→ **WHAT YOU HAVE TO DO**
Please copy the records below word for word, everything from their first line down to and including the line that contains "x=79, y=182".

(Saved entries)
- - - - - - -

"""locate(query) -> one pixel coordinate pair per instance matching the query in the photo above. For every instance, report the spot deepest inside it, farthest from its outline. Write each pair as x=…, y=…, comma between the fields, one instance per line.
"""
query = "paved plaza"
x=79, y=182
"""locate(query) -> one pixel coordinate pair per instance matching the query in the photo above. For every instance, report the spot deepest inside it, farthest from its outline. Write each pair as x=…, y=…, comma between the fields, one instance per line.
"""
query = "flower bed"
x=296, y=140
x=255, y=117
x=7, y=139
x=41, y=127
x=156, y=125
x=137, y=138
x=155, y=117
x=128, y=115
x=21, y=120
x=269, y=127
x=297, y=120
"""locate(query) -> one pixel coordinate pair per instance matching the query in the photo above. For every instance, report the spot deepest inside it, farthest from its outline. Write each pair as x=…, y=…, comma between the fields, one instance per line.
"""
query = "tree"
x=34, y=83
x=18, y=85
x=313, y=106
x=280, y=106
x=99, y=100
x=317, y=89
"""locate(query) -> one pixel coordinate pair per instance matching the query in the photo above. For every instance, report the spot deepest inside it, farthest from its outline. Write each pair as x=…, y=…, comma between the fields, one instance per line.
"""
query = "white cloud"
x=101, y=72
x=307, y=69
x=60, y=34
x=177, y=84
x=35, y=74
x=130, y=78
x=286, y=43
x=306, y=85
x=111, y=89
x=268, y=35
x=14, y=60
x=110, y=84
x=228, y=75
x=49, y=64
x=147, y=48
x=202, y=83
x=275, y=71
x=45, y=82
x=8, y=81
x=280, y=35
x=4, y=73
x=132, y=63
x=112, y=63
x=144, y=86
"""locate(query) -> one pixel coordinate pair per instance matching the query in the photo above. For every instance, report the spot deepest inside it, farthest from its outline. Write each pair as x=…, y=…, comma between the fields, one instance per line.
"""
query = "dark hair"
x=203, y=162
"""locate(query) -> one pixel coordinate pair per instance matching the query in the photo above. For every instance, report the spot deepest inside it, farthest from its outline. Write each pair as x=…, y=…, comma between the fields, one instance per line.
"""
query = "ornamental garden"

- - - - - - -

→ **TASK ANSWER**
"""locate(query) -> one pixel coordinate pair per instance matching the query in the photo above. For every instance, report the spot deepest inside it, farthest from its outline. Write each pair as x=…, y=…, comma between the fields, one instance per line.
"""
query = "paved plaza"
x=79, y=182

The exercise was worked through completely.